LISTED RECORDS:
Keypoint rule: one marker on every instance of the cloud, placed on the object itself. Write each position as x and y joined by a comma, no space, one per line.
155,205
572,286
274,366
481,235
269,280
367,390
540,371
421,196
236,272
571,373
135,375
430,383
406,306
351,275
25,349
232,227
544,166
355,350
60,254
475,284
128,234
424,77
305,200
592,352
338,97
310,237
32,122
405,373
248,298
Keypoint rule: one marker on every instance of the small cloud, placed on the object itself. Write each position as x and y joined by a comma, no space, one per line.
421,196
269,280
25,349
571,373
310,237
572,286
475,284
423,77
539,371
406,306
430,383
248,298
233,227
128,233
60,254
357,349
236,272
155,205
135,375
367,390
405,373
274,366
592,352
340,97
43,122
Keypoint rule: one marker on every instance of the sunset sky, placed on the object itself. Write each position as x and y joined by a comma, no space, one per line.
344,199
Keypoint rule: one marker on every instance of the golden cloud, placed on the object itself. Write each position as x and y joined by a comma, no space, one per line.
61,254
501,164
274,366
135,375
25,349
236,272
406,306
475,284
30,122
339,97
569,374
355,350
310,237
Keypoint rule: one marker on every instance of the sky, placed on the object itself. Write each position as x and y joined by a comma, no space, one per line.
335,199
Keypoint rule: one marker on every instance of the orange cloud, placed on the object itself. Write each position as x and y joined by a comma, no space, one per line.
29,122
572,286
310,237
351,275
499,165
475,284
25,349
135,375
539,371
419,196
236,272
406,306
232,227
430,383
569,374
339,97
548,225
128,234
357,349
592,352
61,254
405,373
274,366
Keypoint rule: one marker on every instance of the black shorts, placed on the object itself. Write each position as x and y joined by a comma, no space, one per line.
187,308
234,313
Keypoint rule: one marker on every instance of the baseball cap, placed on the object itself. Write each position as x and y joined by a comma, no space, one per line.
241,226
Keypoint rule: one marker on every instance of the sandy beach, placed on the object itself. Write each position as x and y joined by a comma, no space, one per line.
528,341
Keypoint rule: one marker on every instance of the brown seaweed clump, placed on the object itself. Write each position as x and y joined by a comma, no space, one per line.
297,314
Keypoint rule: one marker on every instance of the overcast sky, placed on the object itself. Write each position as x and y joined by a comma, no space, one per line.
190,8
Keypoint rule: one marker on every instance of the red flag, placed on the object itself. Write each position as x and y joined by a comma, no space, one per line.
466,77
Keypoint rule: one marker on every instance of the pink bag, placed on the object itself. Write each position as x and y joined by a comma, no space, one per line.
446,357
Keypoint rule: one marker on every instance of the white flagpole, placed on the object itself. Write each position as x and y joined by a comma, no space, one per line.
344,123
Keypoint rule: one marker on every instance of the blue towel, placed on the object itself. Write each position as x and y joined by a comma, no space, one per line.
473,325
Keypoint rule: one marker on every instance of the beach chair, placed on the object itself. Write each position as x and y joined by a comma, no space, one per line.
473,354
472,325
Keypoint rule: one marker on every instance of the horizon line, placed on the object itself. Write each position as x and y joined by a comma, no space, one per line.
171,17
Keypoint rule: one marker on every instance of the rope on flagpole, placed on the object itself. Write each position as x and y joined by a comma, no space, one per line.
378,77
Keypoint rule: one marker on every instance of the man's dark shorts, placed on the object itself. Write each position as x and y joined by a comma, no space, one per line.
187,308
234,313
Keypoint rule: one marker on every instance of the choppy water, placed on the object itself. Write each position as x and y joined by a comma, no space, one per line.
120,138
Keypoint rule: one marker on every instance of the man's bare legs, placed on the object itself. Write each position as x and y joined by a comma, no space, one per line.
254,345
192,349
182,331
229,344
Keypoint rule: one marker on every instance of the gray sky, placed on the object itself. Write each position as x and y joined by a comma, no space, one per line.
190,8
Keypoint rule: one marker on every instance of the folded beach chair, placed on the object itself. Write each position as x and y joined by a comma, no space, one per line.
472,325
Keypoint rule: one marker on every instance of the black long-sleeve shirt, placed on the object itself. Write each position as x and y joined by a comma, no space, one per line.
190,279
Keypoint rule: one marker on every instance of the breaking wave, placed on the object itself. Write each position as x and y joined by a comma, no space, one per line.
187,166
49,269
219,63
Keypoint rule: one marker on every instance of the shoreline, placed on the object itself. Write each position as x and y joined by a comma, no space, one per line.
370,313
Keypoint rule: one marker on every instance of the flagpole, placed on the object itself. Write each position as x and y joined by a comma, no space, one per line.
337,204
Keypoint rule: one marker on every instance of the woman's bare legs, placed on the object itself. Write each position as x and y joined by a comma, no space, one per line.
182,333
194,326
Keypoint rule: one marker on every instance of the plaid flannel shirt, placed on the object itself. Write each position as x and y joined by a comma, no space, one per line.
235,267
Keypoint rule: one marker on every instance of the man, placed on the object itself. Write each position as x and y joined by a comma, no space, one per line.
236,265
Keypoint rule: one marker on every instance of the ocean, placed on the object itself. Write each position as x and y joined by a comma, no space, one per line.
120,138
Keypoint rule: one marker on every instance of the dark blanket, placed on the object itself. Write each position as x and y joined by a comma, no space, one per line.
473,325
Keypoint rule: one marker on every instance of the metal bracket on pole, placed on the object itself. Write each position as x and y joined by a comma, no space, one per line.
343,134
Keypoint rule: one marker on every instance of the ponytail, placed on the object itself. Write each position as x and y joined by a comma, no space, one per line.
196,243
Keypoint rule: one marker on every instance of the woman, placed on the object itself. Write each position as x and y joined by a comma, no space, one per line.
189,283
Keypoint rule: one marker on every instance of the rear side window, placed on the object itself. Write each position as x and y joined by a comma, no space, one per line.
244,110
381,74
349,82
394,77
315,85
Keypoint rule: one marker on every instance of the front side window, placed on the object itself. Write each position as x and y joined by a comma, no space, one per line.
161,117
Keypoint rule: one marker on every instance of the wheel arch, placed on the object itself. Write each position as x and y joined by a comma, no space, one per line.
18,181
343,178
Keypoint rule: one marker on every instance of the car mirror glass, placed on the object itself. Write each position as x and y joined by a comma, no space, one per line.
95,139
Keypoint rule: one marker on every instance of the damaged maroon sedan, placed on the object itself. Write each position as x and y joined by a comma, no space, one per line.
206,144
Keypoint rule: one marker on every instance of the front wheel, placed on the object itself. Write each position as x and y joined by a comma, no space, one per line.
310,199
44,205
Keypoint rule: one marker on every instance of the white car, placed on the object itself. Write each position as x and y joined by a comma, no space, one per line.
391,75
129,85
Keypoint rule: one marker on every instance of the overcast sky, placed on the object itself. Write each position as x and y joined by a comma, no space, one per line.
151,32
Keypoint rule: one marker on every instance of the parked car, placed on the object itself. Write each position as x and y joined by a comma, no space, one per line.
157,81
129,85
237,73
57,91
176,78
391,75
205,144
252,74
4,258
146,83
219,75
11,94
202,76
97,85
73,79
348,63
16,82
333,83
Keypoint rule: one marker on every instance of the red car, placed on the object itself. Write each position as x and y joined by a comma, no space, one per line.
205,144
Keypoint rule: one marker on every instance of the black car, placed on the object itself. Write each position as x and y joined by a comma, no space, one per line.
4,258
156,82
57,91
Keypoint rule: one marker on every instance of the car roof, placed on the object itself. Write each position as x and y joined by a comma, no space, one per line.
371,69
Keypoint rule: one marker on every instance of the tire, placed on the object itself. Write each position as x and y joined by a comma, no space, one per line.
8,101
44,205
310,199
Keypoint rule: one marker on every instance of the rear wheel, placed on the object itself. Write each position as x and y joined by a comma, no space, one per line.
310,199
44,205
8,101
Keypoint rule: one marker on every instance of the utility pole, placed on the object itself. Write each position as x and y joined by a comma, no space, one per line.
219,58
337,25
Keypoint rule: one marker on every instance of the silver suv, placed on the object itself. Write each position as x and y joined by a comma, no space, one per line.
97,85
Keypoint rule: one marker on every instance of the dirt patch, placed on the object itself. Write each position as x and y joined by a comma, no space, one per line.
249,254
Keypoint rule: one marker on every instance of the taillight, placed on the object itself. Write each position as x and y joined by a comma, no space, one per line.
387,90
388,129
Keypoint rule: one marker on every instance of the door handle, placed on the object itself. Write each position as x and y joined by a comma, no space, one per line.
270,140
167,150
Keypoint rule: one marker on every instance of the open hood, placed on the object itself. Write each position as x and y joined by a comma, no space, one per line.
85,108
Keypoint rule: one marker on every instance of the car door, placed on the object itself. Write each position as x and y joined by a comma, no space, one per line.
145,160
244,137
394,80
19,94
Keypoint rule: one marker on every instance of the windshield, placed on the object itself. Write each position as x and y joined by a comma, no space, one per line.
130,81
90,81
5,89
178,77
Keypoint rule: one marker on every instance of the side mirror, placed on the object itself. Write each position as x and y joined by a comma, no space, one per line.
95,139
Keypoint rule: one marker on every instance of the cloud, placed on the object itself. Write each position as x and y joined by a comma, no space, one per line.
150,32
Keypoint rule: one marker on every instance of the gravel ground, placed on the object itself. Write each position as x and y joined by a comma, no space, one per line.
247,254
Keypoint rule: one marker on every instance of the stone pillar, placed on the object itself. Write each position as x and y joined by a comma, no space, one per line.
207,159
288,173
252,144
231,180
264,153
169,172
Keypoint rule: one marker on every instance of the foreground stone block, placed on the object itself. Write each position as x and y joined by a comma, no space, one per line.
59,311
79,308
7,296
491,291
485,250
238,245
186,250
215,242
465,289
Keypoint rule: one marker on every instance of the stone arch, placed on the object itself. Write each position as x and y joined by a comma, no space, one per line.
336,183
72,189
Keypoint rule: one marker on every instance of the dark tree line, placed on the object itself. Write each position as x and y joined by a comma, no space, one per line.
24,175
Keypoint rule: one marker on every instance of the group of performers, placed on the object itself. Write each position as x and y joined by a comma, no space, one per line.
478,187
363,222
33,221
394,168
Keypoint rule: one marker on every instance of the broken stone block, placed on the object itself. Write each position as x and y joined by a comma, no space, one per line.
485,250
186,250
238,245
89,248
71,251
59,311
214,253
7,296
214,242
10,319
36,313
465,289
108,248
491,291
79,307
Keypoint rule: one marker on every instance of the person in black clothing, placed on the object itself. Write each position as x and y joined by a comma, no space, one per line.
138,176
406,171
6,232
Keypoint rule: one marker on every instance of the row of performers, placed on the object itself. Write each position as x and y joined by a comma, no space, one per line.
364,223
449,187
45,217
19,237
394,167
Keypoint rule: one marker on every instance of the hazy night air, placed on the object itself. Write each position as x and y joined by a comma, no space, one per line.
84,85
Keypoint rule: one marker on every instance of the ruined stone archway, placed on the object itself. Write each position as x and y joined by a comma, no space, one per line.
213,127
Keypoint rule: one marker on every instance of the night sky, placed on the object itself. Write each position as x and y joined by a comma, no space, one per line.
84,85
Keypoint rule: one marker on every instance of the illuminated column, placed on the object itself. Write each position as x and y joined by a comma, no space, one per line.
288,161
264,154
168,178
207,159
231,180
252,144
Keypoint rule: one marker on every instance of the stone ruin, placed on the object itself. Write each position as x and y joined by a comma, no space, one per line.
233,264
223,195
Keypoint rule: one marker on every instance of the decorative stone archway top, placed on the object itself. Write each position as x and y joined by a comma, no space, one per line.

AIM: Restate the final lines of the listing above word for word, beginning at the line that contains "Keypoint rule: one marker on every instance of the hazy".

PROBLEM SOLUTION:
Keypoint rule: one marker on every instance of the hazy night air, placed on the object itself. Write each position as x and y joined by a comma, no space, one per line.
84,85
Keypoint rule: one marker on every instance of the ruined stone archway, placed on the object itself. Write each position as x and y joined by a comma, no space, one per line.
213,127
Keypoint rule: one marker on every instance of the night sky, placed on the object itself. Write each position as x and y joined by a comma, no space, one per line.
84,85
Keypoint rule: one marker on every instance of the illuminated column, placed on the object itself. Write each position as x and y joined by a comma, no space, one per line.
288,161
264,154
168,178
207,159
231,180
252,144
Keypoint rule: one marker on every instance of the stone ruin, placed on the object itself. Write each position as x and y joined by a comma, no space, one per line.
233,264
223,195
Keypoint rule: one marker on every instance of the decorative stone archway top, placed on the object itself. Write each position as x and y joined by a comma, no space, one per line.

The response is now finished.